Given entries.
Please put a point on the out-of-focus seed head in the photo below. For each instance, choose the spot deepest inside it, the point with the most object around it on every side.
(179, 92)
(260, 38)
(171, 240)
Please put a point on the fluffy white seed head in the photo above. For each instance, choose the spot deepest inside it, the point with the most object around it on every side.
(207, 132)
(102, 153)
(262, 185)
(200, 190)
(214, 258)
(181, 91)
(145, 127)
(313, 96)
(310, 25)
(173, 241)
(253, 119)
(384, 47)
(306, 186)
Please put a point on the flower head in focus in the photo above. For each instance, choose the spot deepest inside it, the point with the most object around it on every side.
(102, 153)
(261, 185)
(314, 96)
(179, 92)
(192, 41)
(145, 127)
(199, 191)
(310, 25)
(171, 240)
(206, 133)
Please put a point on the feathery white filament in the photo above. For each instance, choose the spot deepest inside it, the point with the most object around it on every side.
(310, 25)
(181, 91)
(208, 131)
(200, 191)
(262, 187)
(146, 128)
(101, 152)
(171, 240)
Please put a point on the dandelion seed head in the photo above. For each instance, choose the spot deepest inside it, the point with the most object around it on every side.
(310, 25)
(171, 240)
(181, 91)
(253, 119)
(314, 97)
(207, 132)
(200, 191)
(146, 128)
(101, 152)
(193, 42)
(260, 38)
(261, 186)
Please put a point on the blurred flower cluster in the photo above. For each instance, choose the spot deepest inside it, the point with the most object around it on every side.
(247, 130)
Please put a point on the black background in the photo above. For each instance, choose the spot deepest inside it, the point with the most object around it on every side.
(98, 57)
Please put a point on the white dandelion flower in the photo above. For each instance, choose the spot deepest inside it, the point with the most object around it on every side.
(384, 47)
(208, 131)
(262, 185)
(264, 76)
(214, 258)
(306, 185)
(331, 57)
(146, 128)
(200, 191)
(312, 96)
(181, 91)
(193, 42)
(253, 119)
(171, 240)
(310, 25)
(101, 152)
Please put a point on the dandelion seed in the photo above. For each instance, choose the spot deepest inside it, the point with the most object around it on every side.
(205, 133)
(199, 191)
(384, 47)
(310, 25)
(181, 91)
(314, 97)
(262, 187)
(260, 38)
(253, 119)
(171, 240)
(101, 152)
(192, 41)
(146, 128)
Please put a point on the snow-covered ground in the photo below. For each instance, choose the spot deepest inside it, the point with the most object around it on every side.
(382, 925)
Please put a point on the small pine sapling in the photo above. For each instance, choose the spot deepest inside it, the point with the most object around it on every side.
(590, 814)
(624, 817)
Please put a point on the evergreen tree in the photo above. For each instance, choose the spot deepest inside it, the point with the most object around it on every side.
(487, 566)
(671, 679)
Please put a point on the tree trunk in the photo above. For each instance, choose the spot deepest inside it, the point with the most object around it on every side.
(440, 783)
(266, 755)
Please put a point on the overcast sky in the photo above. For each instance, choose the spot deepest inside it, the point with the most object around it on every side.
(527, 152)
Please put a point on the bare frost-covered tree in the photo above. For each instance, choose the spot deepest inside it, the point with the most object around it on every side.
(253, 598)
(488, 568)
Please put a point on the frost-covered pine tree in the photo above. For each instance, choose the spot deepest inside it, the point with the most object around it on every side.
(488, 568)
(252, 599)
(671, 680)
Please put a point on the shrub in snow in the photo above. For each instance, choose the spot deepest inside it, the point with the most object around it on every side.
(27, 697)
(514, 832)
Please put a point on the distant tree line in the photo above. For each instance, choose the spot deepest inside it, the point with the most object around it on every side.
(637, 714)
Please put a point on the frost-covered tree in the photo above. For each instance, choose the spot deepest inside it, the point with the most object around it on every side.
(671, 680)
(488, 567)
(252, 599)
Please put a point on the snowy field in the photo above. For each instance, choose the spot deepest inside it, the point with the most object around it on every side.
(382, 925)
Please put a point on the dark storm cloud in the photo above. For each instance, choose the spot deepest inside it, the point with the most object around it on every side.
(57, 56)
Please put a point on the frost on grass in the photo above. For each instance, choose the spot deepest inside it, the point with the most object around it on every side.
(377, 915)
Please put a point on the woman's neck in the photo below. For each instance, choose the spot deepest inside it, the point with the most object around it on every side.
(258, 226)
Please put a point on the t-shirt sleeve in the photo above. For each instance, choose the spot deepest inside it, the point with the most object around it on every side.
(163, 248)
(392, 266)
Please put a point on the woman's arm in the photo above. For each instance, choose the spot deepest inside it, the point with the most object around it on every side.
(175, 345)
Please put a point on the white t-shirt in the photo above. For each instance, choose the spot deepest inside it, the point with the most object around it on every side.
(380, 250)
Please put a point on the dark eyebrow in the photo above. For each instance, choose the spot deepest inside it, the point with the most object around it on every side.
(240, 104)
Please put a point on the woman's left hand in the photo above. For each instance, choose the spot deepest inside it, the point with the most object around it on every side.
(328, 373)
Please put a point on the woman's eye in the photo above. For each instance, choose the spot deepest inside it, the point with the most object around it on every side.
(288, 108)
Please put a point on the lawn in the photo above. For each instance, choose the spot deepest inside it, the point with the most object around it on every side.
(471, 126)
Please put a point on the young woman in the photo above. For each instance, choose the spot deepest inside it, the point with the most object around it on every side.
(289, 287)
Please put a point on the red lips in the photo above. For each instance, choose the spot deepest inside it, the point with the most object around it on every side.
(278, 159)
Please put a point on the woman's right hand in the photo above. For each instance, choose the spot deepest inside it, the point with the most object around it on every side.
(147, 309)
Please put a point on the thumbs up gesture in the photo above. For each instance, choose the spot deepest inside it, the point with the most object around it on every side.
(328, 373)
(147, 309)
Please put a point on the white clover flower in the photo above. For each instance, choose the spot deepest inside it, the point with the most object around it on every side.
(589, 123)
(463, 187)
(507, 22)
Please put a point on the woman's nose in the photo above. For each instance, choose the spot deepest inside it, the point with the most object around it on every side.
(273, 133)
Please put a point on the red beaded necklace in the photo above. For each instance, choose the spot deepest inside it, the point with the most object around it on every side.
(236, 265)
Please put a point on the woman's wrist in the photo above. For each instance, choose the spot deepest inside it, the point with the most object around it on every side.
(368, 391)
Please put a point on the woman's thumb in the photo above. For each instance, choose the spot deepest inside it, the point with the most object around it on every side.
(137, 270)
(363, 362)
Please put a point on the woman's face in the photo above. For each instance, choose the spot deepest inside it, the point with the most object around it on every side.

What is expected. Every line above has to be restated word for word.

Solution for this problem.
Please put a point on the out-of-focus seed head in the photo below. For each instance, choose the spot deepest inside it, the point with the most object around it on every side.
(179, 92)
(260, 38)
(171, 240)
Please put a point on the fluffy white seed head in the photo above. For each instance, choose the spot deepest inside it, the point with the most object around it on every side.
(207, 132)
(102, 153)
(262, 185)
(200, 190)
(214, 258)
(181, 91)
(145, 127)
(313, 96)
(310, 25)
(173, 241)
(253, 119)
(384, 47)
(306, 186)
Please put a point on the flower head in focus in the photo above. For each instance, choose the spot deepest inside it, the point with the most object around it on every side.
(102, 153)
(261, 185)
(314, 96)
(179, 92)
(192, 41)
(145, 127)
(199, 191)
(310, 25)
(171, 240)
(206, 133)
Please put a point on the feathery white filament in the photo above. For each instance, choose the spot deepest inside it, the point with the most object around it on every side.
(310, 25)
(181, 91)
(208, 131)
(200, 191)
(262, 187)
(146, 128)
(101, 152)
(171, 240)
Please put a point on the dandelion seed head in the photo above. For each instance, choose the spot deepest inside it, the point with the most object around it on every side.
(310, 25)
(171, 240)
(181, 91)
(253, 119)
(314, 97)
(207, 132)
(200, 191)
(146, 128)
(101, 152)
(193, 42)
(260, 38)
(261, 186)
Please put a point on the blurred flower cluster in the photo above. For each instance, choose the spot deepest inside it, the point with the most object around it on every side.
(247, 130)
Please put a point on the black background in the photo above. For each instance, choose the spot deepest inside it, the point with the most object around it on every side.
(98, 57)
Please put a point on the white dandelion flower in the photo above. For each instance, choose the spot deepest inside it, the point with the most object around it on every side.
(384, 47)
(208, 131)
(262, 185)
(264, 76)
(214, 258)
(306, 185)
(331, 57)
(146, 128)
(200, 191)
(312, 96)
(181, 91)
(193, 42)
(253, 119)
(171, 240)
(310, 25)
(101, 152)
Please put a point on the dandelion seed in the photo above. For each instance, choose the spot deepest inside it, the point with the most object around it on every side.
(205, 133)
(199, 191)
(384, 47)
(310, 25)
(181, 91)
(314, 97)
(262, 187)
(260, 38)
(253, 119)
(171, 240)
(101, 152)
(192, 41)
(146, 128)
Please put a point on the snow-covered ground in the photo below. For each instance, choose the spot deepest inside it, the point with the most object around it on every side.
(382, 925)
Please put a point on the small pine sapling in the photo above. For each instance, choose the spot deepest inside it, the point with the most object around it on every side.
(590, 814)
(624, 817)
Please put a point on the evergreen tree in the photo above. For each instance, choose the spot deepest inside it, the point with the most object around it on every side.
(487, 566)
(671, 679)
Please put a point on the tree trunk in the photo above. For each instance, choose the spot deepest inside it, the point with the most object around it on every side.
(440, 783)
(266, 755)
Please put a point on the overcast sky in the photo above. For each instance, choose the spot deepest inside it, the point with the most object around it on every side.
(527, 152)
Please put a point on the bare frost-covered tree in the photo above. For each instance, choose the spot deepest inside it, the point with the most object around it on every side.
(253, 598)
(488, 568)
Please put a point on the frost-covered pine tree in the photo above. For each instance, choose the spot deepest inside it, the point with the most object around it on every side.
(488, 568)
(252, 599)
(671, 680)
Please put a point on the shrub in snow in the photo above. For each instance, choose the spot deepest inside it, the point with the most object around it on every side.
(27, 697)
(514, 832)
Please put a point on the distant tree line in the photo above. For each instance, choose the spot deepest inside it, the point with the most object around it on every side.
(637, 714)
Please put a point on the frost-covered tree in the photo above. For each instance, choose the spot deepest inside it, the point with the most object around it on every side.
(671, 680)
(488, 567)
(252, 599)
Please put a point on the snowy field in the photo above. For each instance, choose the spot deepest inside it, the point with the most object around it on every side.
(382, 925)
Please put a point on the dark storm cloud in the photo above. For each instance, choose the spot deepest inside it, the point with the most object around it on every side.
(57, 56)
Please put a point on the frost on grass in the photo above. For each instance, choose the spot deepest inside it, the point with the most object around it on every side.
(377, 915)
Please put a point on the woman's neck in the photo below. For each instance, choose the spot deepest inside it, the point with the most object around it on every side.
(258, 226)
Please put a point on the t-shirt sleeve in the photo above. For each instance, choose the spot deepest inside it, the point with the most object around it on every side.
(163, 248)
(392, 266)
Please put a point on the woman's arm in the photo above. For each instance, choose the spot deepest inside it, the point with the most object around it on every side.
(175, 345)
Please put a point on the white t-shirt in the photo above. For each instance, choose the spot deepest inside it, the point with the most object around it on every side.
(380, 250)
Please put a point on the dark eyebrow in the photo above. For each instance, choose the spot deepest inside it, the point with the most object around it on every side.
(240, 104)
Please put a point on the woman's left hand in the photo above. For each instance, choose the spot deepest inside it, the point with the most object around it on every side.
(328, 373)
Please put a point on the woman's eye in the photo above. For each instance, choose the spot deepest inside it, the point with the most object around it on every side.
(288, 108)
Please put a point on the lawn in the photo above. For each instance, choose the spot deepest inside it, the point with the most object around it on every side.
(471, 126)
Please put a point on the young woman in the photo above. For each instance, choose the spot deepest inside it, the point with the most object around it on every side.
(289, 287)
Please put a point on the red lips in the photo above. For each instance, choose the spot deepest inside it, the point with the most object around it on every side.
(278, 159)
Please put a point on the woman's right hand in the photo above. For each instance, choose the spot deepest inside it, the point with the most object around it on every side.
(147, 309)
Please put a point on the thumbs up gesture in the photo above. For each instance, choose the spot deepest inside it, the point with the most object around it on every side.
(328, 373)
(147, 309)
Please put a point on the white clover flower in the photo above. For each instance, choose the spot deepest inside it, the point with the most object around it on every side.
(589, 123)
(463, 187)
(507, 22)
Please put a point on the woman's nose in the photo above. For each instance, choose the spot deepest inside it, the point with the most object around it on every side.
(273, 133)
Please put a point on the red beaded necklace in the photo above. For each instance, choose the spot deepest inside it, the point with the most object around it on every side.
(236, 265)
Please put a point on the woman's wrist in the photo above. For each instance, choose the spot deepest inside it, the point with the most object around it on every side.
(368, 391)
Please put a point on the woman's thumb in the photo above. For each instance, choose the spot deepest inside it, the point with the most object around it on every side.
(137, 270)
(363, 362)
Please put a point on the woman's face in the photo above. For each instance, choose the spot deepest inside it, the point with the most object around it on every side.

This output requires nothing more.